The Mom Whisperer: Mother Anger

By Vikki Spencer

madimages.jpgMom anger ranks as a taboo topic.

We read about tips for disciplining kids, balancing schedules, making a new casserole and how to save money – but rarely do we read “Top 5 Ways to Stop Being Ticked Off”.  There are no support groups that start with “Hi, I’m Sarah and I’m an angry Mommy.” “Hi Sarah…”

I’d actually like to see a whole blog or website dedicated solely to mama anger – complete with pictures of moms with mouths wide open and eyebrows furled. I’d feel so much better about myself.

Anger management is a work in progress for me. I have worked very hard, read lots of books, made tons of apologies and prayed –hard. In short, I’m on the road to recovery. Or, at least I know when to walk away and regroup in the bathroom before last night’s spaghetti starts blowing out of my ears.

So, I was surprised (but not totally shocked) to hear my 11-year-old son Jordan say, “You’re always mad at me!”

“Always?” I questioned.

“Well, almost always … sometimes.”

I thought if I kept asking I could work him down to “well, once this year you really yelled.” Instead, I said, “thanks for telling me how you feel” as I walked away for a “momma time out” (straight to the bedroom). I wondered how he and I could land on the same perception about my anger towards him. It had been a string of really great weeks, yet he still sensed something was wrong. 

I came up with the idea of index cards. I made five cards that simply say, “I feel you are mad at me.” His instructions: slap a card on the table whenever he feels or thinks I’m angry without a reason he can understand. If I get carded, we’ll talk about it -without anger.  We’re over a month into this and I’ve been carded one time – and I totally apologized. Now I can move onto the other 3,792 things I need to change…

In all my research through books, therapists, friends and personal experience, I’m going to make a scholarly analogy: anger is like a worn-out bra.

When bras are old, stretched out and ruined, they don’t accomplish their purpose. We usually hold onto them longer than we need to. It takes effort to toss and replace. Sometimes it’s easier to forget it’s a problem. Ultimately, we pass ourselves in the mirror one day and after acknowledging the reflection, find the nearest trash can and part with said undergarment. We make the time and effort to find a new one.  Bottom line for both bras and anger is – we keep ‘em around way longer than they work for us. Let’s look at anger’s “benefits” thus making us feel it’s still useful in some way.

The 9 Benefits of Anger

 Here are a few reasons we hold on to anger (yep, came up with the list all by myself…) 

1)  It feels good

2) It’s instant communication

3) It distances people (who probably have hurt us).

4) It’s powerful

5) It’s a choice (when we feel out of control)

6) It’s a clue (that something is wrong)

7) It’s honest (ever try lying while you’re yelling?)

8) It’s protective (from being hurt again)

9) It focuses the blame on someone besides me (ahhhh)

Anger serves us. The ways above are just a “mirror” for realizing the ways we use anger for our benefit – right before we decide to ditch it for something new and better.

• Dataset excerpt
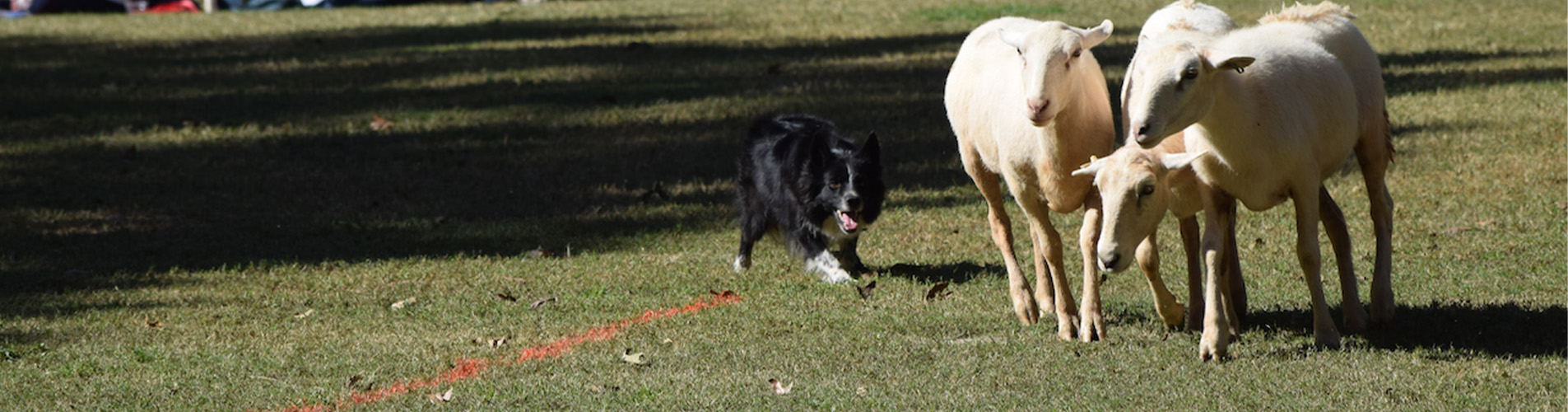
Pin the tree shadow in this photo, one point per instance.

• What you need to do
a) From the mother anger column, reproduce the stretch from "Anger management is" through "something was wrong.".
b) Answer these questions using the mother anger column:
(i) How old is the writer's son Jordan?
(ii) How many index cards did the writer make for him?
(iii) How many benefits of anger does the column's list give?
c) Summarize the mother anger column in two sentences.

• Task solutions
a)
Anger management is a work in progress for me. I have worked very hard, read lots of books, made tons of apologies and prayed –hard. In short, I’m on the road to recovery. Or, at least I know when to walk away and regroup in the bathroom before last night’s spaghetti starts blowing out of my ears.

So, I was surprised (but not totally shocked) to hear my 11-year-old son Jordan say, “You’re always mad at me!”

“Always?” I questioned.

“Well, almost always … sometimes.”

I thought if I kept asking I could work him down to “well, once this year you really yelled.” Instead, I said, “thanks for telling me how you feel” as I walked away for a “momma time out” (straight to the bedroom). I wondered how he and I could land on the same perception about my anger towards him. It had been a string of really great weeks, yet he still sensed something was wrong.

b)
(i) 11 years old.
(ii) Five.
(iii) Nine.

c) The writer calls mom anger a taboo topic and describes her own work on anger management, including index cards that her 11-year-old son can slap on the table when he feels she is mad at him without a reason he understands. She compares anger to a worn-out bra that people keep longer than it works for them, and she lists nine "benefits" of anger that explain why people hold on to it.